_Excerpt provided_:

*** Block opens ***

The best copper I have found to work is Tellurium Copper. You still get to pick it out of your fingers but at least it is less like cutting bubble gum. Sit down to order... there is a danger of total blackout and heart failure when you price it. Tellurium does polish nice and will hold the polish a little better that the gummies. For high polish, red jewelers rouge and a muslin or cotton wheel is perfect as a final polish. TL.


----------



## precisionworks (Aug 20, 2015)

gadget_lover said:


> Copper _*and aluminum*_ are better conductors of heat than brass.



IMHO the best material for this is aluminum 7075-T6. (Avoid the more common 6061 like the plague). 7075 is as strong a some steels, machines beautifully & is inexpensive compared to almost any copper alloy.

http://asm.matweb.com/search/SpecificMaterial.asp?bassnum=MA7075T6


----------



## brickbat (Aug 20, 2015)

jamie.91 said:


> Really!? Why? Should I stick to aluminium ?



I didn't say you should. I'm simply pointing out that starting out by turning copper is going to require a rare streak of genius that you've not yet demonstrated. Sometimes, it's nice to start with something thats likely to end well. But, hey, go ahead and melt your copper and post up some pics...

IMNSHO, copper is over-rated as a heatsink. Do the maths and see exactly how much of a difference it's likely to make over aluminum. And forget about brass it sucks for heat transfer.


----------



## brickbat (Aug 20, 2015)

precisionworks said:


> IMHO the best material for this is aluminum 7075-T6. (Avoid the more common 6061 like the plague)



...because 7051 turns easier, right?

That said, 6061 is way nicer to work than copper...


----------



## jamie.91 (Aug 21, 2015)

Thanks for the advice guys! I'll still have a go with the copper but I think I'll start with some aluminium after all


----------

*** Block closes ***

_Directive_: Print the forum thread on machining copper and aluminum in full, word for word. The listing comes from a source other than the forum thread.

_Raw data_:

*** Block opens ***

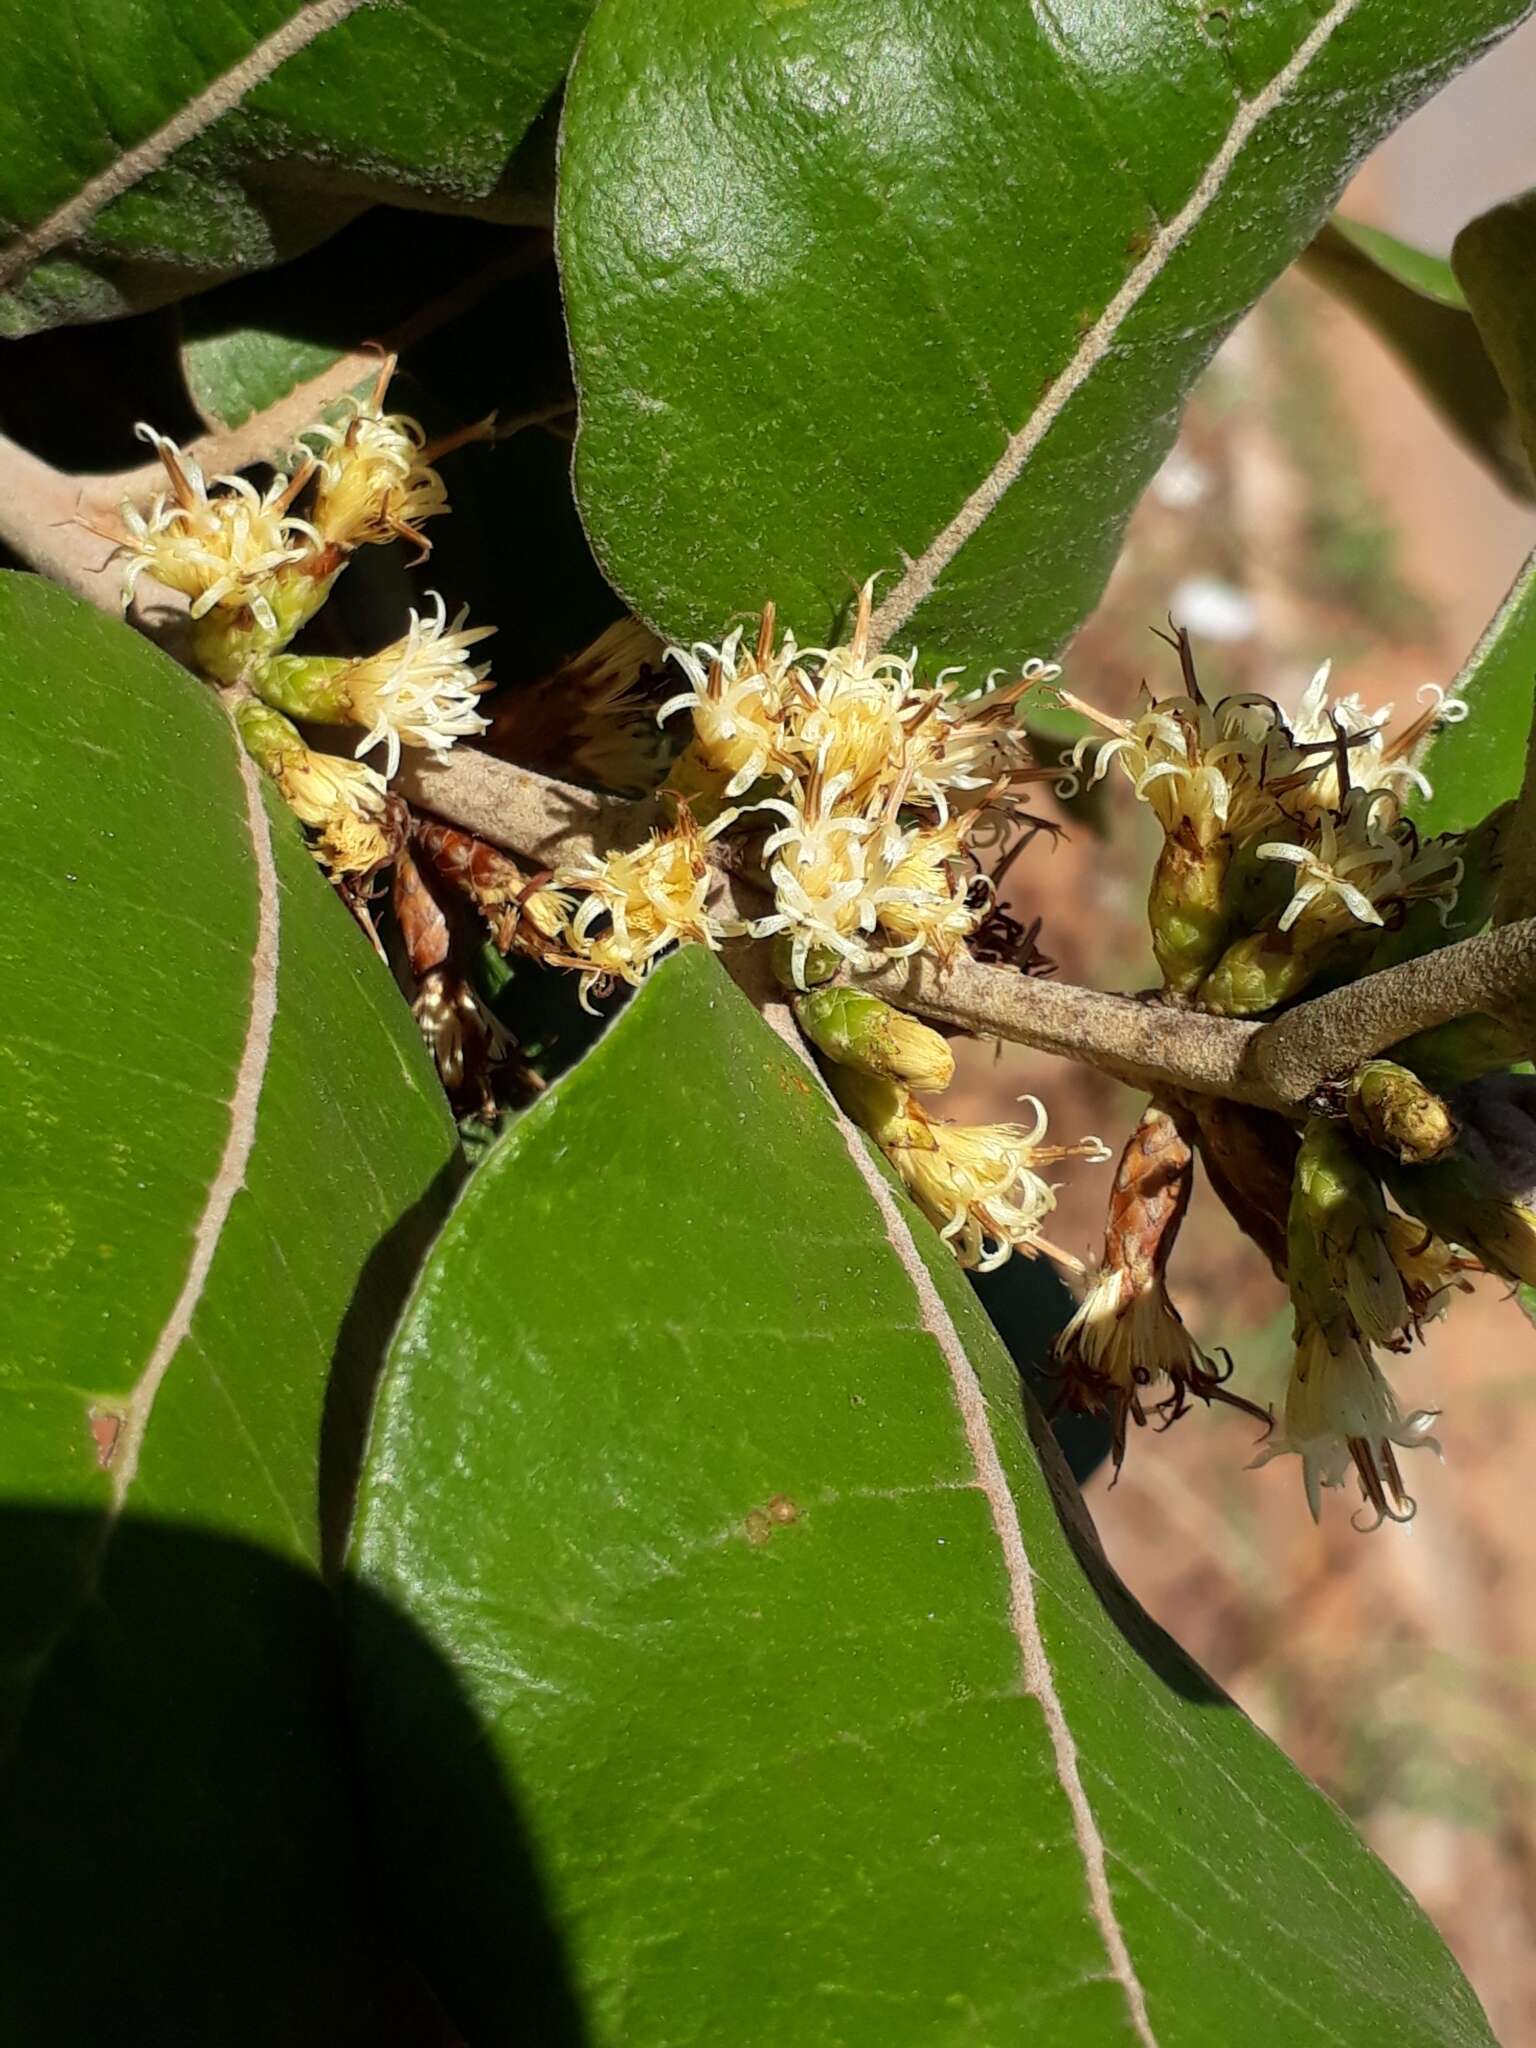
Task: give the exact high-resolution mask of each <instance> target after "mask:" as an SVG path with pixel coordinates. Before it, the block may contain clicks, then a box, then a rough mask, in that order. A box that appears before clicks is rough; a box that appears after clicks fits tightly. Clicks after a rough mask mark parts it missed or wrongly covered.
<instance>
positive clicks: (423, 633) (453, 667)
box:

*** Block closes ***

_Task output_:
The best copper I have found to work is Tellurium Copper. You still get to pick it out of your fingers but at least it is less like cutting bubble gum. Sit down to order... there is a danger of total blackout and heart failure when you price it. Tellurium does polish nice and will hold the polish a little better that the gummies. For high polish, red jewelers rouge and a muslin or cotton wheel is perfect as a final polish. TL.


----------



## precisionworks (Aug 20, 2015)

gadget_lover said:


> Copper _*and aluminum*_ are better conductors of heat than brass.



IMHO the best material for this is aluminum 7075-T6. (Avoid the more common 6061 like the plague). 7075 is as strong a some steels, machines beautifully & is inexpensive compared to almost any copper alloy.

http://asm.matweb.com/search/SpecificMaterial.asp?bassnum=MA7075T6


----------



## brickbat (Aug 20, 2015)

jamie.91 said:


> Really!? Why? Should I stick to aluminium ?



I didn't say you should. I'm simply pointing out that starting out by turning copper is going to require a rare streak of genius that you've not yet demonstrated. Sometimes, it's nice to start with something thats likely to end well. But, hey, go ahead and melt your copper and post up some pics...

IMNSHO, copper is over-rated as a heatsink. Do the maths and see exactly how much of a difference it's likely to make over aluminum. And forget about brass it sucks for heat transfer.


----------



## brickbat (Aug 20, 2015)

precisionworks said:


> IMHO the best material for this is aluminum 7075-T6. (Avoid the more common 6061 like the plague)



...because 7051 turns easier, right?

That said, 6061 is way nicer to work than copper...


----------



## jamie.91 (Aug 21, 2015)

Thanks for the advice guys! I'll still have a go with the copper but I think I'll start with some aluminium after all


----------